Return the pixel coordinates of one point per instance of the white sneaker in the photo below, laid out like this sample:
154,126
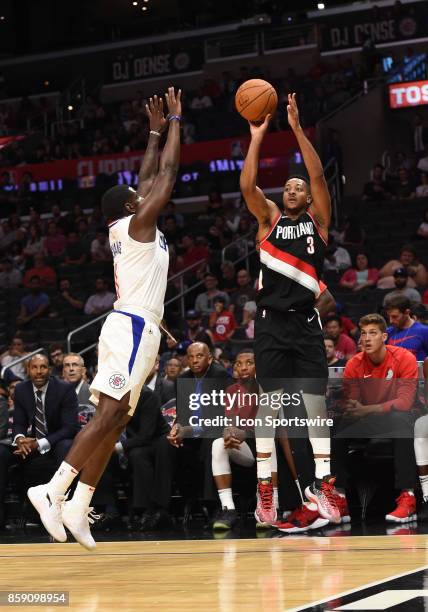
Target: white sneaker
50,510
77,520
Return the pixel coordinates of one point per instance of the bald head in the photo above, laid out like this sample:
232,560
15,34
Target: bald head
199,358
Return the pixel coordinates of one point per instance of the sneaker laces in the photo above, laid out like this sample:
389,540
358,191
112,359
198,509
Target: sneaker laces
266,495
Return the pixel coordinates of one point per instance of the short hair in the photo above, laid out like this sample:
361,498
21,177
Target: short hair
245,351
401,302
331,318
373,319
114,200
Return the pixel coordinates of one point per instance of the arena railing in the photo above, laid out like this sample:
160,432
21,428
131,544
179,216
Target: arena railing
21,359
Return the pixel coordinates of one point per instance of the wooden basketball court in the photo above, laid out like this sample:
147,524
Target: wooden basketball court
283,573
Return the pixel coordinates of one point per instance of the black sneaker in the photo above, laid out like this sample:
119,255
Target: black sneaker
422,512
225,519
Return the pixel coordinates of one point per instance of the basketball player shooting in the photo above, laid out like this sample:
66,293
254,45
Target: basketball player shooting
129,340
288,335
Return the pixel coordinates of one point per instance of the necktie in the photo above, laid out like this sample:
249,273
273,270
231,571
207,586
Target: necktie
40,423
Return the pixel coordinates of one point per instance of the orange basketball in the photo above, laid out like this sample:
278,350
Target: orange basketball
255,99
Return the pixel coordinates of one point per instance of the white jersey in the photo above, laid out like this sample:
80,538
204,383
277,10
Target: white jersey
140,270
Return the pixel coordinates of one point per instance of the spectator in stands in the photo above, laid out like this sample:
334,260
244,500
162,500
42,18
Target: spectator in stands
40,452
405,189
200,100
15,351
46,274
33,305
35,242
74,253
360,276
377,189
56,358
205,300
417,272
100,247
330,351
10,277
152,462
344,346
55,242
337,258
402,289
195,332
422,231
245,293
422,188
100,301
404,330
69,297
163,388
373,410
222,322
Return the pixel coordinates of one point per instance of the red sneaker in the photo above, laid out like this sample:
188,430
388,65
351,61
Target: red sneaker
265,512
321,492
342,506
302,519
405,510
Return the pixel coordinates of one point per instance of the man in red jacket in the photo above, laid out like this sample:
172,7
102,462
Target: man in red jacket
379,388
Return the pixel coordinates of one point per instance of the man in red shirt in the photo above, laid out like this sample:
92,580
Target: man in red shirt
380,385
222,322
344,346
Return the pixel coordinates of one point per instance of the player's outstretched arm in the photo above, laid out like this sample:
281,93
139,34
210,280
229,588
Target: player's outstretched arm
143,223
149,167
264,210
321,204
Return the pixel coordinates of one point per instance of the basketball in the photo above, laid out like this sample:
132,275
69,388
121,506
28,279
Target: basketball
255,99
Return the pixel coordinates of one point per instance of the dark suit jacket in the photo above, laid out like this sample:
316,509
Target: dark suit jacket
216,379
147,422
61,410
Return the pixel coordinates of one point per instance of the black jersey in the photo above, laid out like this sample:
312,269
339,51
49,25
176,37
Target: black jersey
292,257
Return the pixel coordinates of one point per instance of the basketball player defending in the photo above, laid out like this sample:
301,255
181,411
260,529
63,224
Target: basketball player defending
130,336
288,336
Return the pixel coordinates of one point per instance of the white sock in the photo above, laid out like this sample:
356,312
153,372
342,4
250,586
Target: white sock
424,484
226,499
264,465
82,495
275,497
322,467
62,479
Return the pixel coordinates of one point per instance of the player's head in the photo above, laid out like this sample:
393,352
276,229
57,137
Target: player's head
297,194
398,311
245,364
119,201
373,333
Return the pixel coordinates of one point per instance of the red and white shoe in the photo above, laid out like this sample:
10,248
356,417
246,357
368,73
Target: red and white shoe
321,492
265,513
342,506
302,519
405,512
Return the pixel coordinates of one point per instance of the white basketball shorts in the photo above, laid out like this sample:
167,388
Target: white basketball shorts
127,351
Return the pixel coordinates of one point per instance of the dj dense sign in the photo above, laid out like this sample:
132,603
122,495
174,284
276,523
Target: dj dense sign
402,95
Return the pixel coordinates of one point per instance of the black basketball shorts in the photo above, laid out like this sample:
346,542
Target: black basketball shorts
290,346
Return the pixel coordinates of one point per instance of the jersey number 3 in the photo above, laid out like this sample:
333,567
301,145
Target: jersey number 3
310,248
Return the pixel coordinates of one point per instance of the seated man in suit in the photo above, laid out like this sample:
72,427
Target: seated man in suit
44,425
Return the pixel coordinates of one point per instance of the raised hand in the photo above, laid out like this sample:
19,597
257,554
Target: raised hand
258,131
154,110
293,112
173,101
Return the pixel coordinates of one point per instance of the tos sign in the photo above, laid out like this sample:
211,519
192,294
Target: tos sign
408,94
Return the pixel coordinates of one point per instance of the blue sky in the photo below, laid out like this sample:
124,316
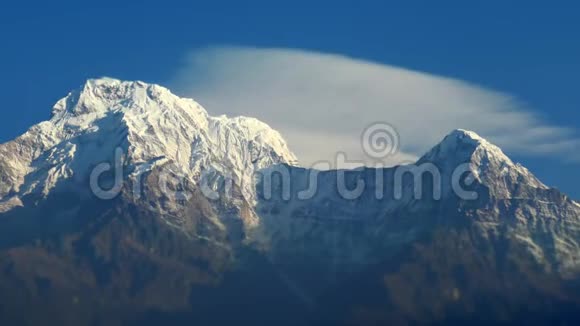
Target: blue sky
522,48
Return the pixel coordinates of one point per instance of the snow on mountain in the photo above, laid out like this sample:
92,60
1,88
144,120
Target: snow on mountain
151,126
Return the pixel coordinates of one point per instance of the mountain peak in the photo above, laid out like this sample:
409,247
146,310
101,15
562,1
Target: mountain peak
462,146
147,122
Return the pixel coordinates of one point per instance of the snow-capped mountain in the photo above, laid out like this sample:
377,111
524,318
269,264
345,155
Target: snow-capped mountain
150,125
159,240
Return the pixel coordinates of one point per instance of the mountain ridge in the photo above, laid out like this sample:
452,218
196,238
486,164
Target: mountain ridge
162,225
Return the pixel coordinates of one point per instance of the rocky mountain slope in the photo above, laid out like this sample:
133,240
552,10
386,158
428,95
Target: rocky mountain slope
132,205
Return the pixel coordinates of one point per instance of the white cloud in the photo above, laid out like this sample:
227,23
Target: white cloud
321,103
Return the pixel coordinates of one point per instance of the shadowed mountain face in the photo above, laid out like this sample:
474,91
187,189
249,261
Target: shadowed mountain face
177,229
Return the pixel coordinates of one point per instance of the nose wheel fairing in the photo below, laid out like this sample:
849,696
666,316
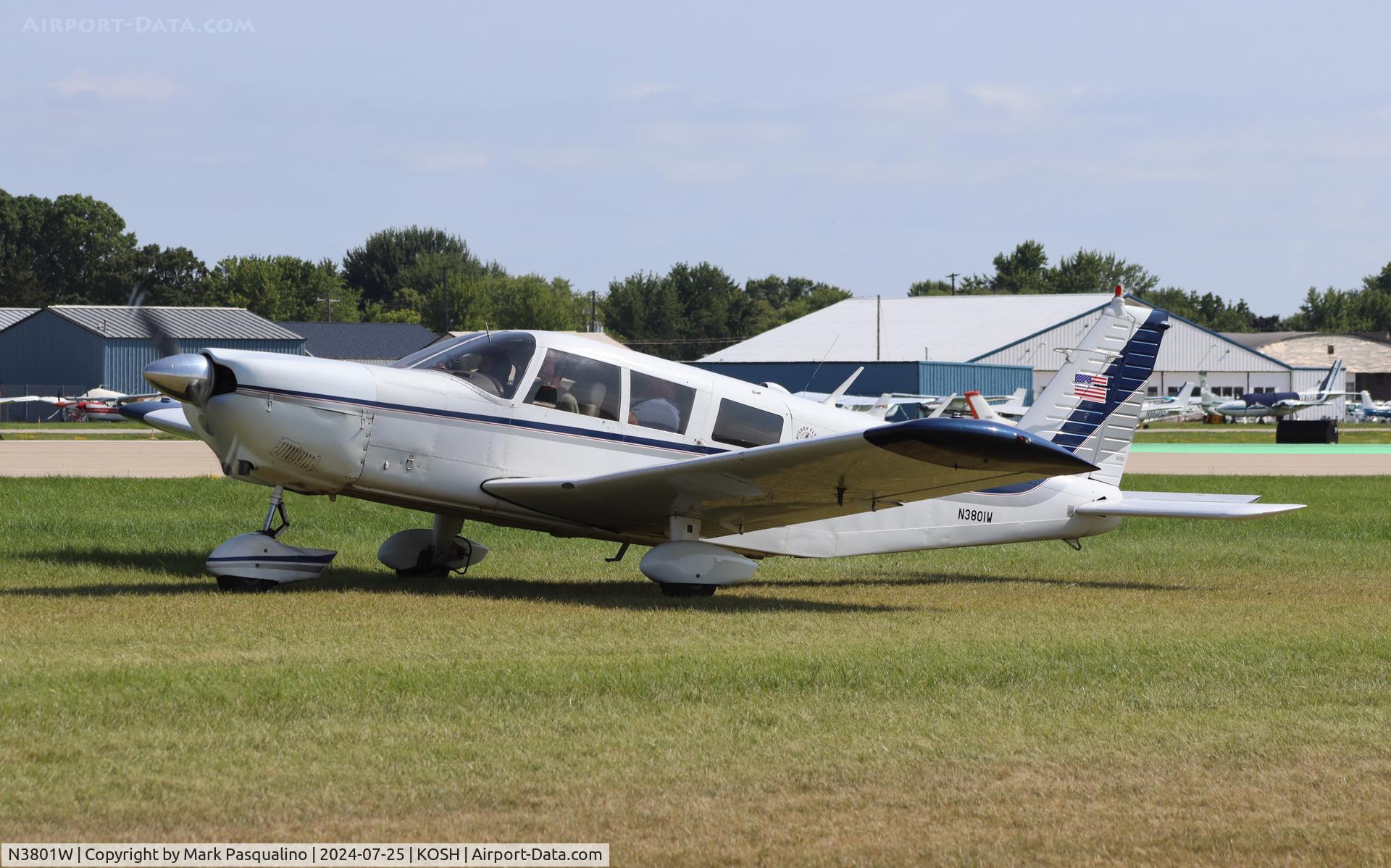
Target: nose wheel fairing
261,558
259,561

WHAT IS NEEDED → In the records above, locate the line containing "the tos sign", then copy exactly that line and every line after it through the end, omitting pictures.

THE SOLUTION →
Return the pixel coordinates of one point per instance of the tos sign in the photo above, laid out like this sample:
211,519
192,294
Target: tos sign
408,94
Return the pixel coordinates of one point per instance of the blue sky in the photo below, laid out like this sample:
124,316
Target: blue sky
522,48
Return the pixel coordinates of one point per instance of the snow on mountain in the photo above, laid out like this sample:
92,60
1,88
144,120
Target: snow on mountain
151,126
Return the pixel coordinates of one point per instance of the mountain peak in the photo above, laid out like this sample:
409,247
146,310
101,15
562,1
Target: mountain peak
462,146
147,122
Return the pixel coordinates of one point per instance of the snow-capped mountain in the photo above, laid out like this sample:
377,111
524,318
269,264
345,155
Target: snow-capped mountain
150,125
159,240
Return the pixel coordinates of one point per instance of the mountain ridge in the photo above, laid out like this sample:
452,218
196,238
486,164
Target: mountain ridge
162,225
Return the pixel coordinates of one point per instance of the rocky mountain slope in the photo above, laid out like this sample:
133,240
552,10
386,158
428,95
Target: rocky mountain slope
132,205
Return the pixel coordinates of one point per instance of the white cloud in the photo above, laid out like this sample:
227,23
Target: white cloud
321,103
Return the pixel coordinates of one point per instance of the shadowed mountain face in the photo above, laid out like this sample:
474,91
187,189
249,261
Target: shadowed mountain face
177,229
Return the pixel coordinates of one point per instance of the nose wheel fairing in the photo below, laid out like this sample:
849,696
666,316
Target: nose wheel fairing
261,558
259,561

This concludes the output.